═════ TASK INPUTS
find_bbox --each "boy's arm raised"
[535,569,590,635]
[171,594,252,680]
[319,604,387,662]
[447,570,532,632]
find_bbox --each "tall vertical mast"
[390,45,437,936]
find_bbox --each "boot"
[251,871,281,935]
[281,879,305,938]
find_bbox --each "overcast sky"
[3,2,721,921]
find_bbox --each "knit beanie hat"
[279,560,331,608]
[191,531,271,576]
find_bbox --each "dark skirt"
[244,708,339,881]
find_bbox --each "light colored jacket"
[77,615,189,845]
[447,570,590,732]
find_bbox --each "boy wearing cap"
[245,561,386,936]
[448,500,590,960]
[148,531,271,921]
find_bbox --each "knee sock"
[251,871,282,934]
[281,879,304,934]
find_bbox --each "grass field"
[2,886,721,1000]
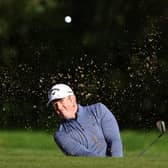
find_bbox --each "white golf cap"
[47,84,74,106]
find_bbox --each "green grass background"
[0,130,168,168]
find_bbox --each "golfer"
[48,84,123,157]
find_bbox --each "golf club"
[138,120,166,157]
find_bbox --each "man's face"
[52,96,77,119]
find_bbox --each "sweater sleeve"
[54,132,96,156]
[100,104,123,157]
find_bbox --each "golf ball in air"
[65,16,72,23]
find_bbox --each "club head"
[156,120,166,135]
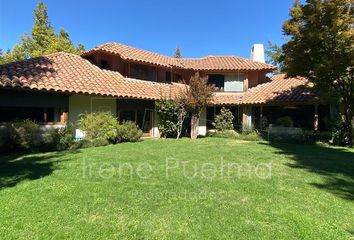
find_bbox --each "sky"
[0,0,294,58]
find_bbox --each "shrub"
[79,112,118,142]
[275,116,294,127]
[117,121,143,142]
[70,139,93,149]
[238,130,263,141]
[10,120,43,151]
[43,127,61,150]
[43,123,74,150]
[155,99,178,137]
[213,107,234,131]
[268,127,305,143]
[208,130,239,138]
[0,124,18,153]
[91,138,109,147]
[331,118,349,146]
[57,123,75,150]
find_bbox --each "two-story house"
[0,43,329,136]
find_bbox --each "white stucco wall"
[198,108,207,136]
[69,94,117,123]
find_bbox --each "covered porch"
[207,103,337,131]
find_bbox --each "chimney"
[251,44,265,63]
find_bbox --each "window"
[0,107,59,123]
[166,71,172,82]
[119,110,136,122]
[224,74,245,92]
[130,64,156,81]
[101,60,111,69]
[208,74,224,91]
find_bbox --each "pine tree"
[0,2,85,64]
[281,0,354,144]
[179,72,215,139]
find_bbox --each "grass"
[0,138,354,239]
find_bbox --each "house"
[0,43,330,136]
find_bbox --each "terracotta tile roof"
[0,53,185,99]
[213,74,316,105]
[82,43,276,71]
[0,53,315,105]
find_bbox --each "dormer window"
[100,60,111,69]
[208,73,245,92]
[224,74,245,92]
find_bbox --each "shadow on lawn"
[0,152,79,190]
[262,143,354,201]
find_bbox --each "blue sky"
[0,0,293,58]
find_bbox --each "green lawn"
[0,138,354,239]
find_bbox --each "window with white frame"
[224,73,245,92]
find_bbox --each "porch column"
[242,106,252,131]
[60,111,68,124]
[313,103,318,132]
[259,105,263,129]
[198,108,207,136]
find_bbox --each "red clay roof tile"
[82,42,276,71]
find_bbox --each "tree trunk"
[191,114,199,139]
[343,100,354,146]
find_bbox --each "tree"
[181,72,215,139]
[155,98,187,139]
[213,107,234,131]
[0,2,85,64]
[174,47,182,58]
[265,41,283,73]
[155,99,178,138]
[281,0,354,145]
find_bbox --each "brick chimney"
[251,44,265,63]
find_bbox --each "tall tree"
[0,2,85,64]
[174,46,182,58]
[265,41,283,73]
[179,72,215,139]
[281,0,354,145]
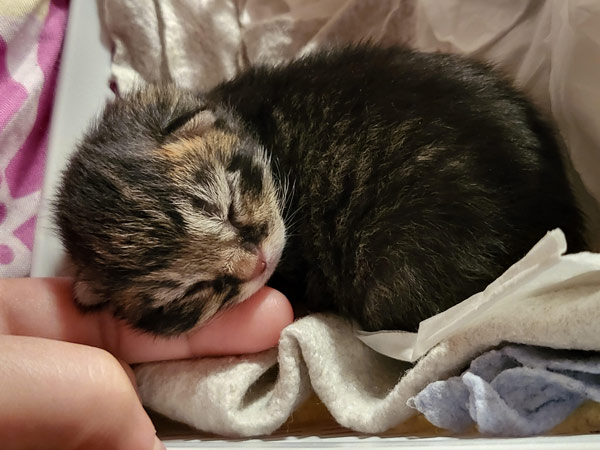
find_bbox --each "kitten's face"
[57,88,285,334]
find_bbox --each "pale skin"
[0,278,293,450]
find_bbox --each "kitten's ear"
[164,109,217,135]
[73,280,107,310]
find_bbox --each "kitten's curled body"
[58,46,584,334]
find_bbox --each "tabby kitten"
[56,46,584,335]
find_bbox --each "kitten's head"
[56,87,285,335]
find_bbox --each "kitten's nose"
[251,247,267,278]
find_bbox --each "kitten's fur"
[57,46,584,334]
══════════
═════ TASK INPUTS
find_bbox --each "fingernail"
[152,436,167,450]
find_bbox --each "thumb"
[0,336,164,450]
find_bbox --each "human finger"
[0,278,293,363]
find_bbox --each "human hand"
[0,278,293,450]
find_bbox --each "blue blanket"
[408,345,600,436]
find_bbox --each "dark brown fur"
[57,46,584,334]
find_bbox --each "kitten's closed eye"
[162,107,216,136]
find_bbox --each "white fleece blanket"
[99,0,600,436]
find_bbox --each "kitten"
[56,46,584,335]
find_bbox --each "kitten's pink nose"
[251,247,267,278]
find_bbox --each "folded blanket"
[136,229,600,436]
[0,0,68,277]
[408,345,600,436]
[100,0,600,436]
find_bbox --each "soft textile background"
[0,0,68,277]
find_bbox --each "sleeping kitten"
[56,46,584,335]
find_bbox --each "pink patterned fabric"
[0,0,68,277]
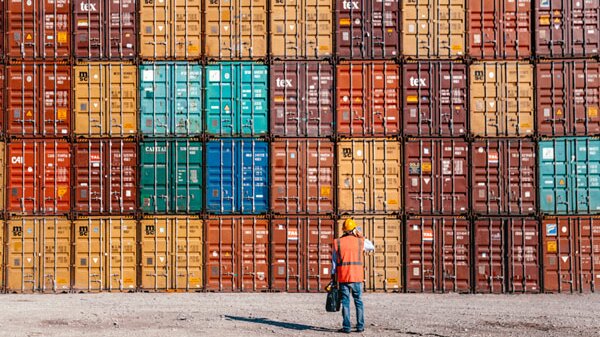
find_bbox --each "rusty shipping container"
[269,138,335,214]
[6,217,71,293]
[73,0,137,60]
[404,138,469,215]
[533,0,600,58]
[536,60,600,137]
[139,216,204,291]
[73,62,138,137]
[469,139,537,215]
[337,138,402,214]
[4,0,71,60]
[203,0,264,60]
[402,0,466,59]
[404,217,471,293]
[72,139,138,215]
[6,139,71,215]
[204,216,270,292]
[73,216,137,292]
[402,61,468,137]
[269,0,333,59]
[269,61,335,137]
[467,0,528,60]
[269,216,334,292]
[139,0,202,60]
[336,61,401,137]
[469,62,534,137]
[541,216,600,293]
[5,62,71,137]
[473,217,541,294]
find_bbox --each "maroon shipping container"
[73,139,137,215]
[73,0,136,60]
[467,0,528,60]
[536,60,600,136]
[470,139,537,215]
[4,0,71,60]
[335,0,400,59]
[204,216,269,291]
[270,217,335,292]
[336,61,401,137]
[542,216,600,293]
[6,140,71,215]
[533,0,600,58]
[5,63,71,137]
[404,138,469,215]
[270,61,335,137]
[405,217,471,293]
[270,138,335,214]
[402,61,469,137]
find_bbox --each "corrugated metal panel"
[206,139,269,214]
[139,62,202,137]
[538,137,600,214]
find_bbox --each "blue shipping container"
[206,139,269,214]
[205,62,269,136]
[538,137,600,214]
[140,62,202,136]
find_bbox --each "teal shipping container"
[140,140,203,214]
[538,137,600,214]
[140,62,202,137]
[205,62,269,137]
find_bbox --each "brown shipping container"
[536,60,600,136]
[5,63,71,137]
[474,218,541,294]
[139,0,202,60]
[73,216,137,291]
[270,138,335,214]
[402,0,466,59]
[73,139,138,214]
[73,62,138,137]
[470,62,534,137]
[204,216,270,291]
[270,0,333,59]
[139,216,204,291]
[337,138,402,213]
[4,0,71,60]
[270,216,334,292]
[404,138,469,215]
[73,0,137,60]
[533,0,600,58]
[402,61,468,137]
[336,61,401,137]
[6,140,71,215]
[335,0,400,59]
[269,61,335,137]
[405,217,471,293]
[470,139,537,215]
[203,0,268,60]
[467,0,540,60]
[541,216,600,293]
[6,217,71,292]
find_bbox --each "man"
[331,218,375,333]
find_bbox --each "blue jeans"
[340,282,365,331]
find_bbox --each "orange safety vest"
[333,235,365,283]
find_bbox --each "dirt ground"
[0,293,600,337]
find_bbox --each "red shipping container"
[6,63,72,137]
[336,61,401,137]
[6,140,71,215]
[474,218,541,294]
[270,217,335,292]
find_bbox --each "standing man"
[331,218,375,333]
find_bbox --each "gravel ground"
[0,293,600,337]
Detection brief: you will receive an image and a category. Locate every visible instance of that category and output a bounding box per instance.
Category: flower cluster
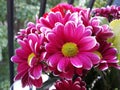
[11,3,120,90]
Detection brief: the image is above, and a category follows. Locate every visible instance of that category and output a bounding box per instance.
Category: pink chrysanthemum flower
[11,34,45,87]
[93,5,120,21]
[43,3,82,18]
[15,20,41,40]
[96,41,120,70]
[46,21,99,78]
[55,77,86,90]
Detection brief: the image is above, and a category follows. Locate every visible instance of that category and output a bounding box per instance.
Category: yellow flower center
══════════
> **WORK TO BE COMPLETED**
From the rows above, gather every line that contains the string "kitten" and copy each of those lines in full. Case counts, so match uppercase and lowercase exactly.

> **EXERCISE ANSWER**
find_bbox --each "kitten's face"
find_bbox --each "kitten's ear"
find_bbox --each "kitten's curled body"
find_bbox --each "tabby kitten"
find_bbox --each "kitten's head"
find_bbox --each "kitten's nose"
find_bbox --each "kitten's fur"
find_bbox --each "kitten's closed eye"
find_bbox --each "kitten"
find_bbox --each "kitten's pink nose"
find_bbox --each "sleeping kitten"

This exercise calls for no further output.